What this task involves: Copy every line of the records below word for word, leaving out the pictures.

Source records:
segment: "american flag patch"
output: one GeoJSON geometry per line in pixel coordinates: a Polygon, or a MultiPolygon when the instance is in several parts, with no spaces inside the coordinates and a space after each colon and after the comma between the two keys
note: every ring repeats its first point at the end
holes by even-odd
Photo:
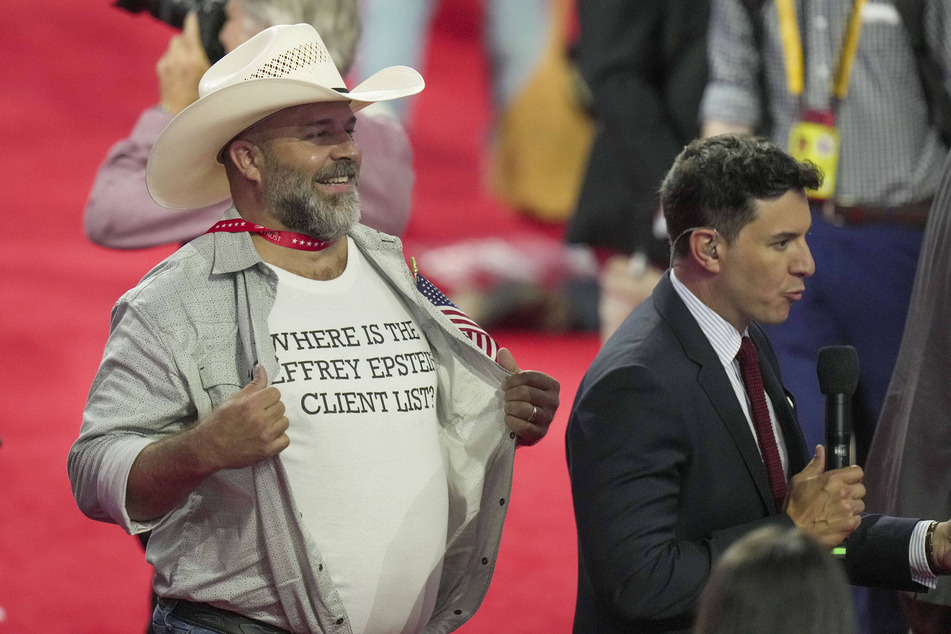
{"type": "Polygon", "coordinates": [[[498,355],[499,352],[499,346],[495,343],[495,340],[489,336],[489,333],[482,330],[479,324],[472,321],[468,315],[459,310],[432,282],[415,271],[414,275],[416,276],[416,288],[419,292],[432,302],[433,306],[441,310],[442,313],[449,318],[449,321],[454,323],[456,327],[462,331],[462,334],[469,337],[482,352],[495,361],[496,355],[498,355]]]}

Result of the exercise:
segment: "american flag patch"
output: one GeoJSON geometry per line in pixel coordinates: a Polygon, or a MultiPolygon when the instance is in several parts, with no spaces inside the coordinates and a space after each colon and after the comma between the two keys
note: every ring repeats its first point at the end
holes by even-odd
Photo:
{"type": "Polygon", "coordinates": [[[498,355],[499,352],[499,346],[495,343],[495,340],[489,336],[489,333],[482,330],[479,324],[472,321],[468,315],[459,310],[432,282],[415,271],[414,275],[416,276],[416,288],[419,292],[432,302],[433,306],[441,310],[442,313],[449,318],[449,321],[454,323],[456,327],[462,331],[462,334],[469,337],[482,352],[495,361],[496,355],[498,355]]]}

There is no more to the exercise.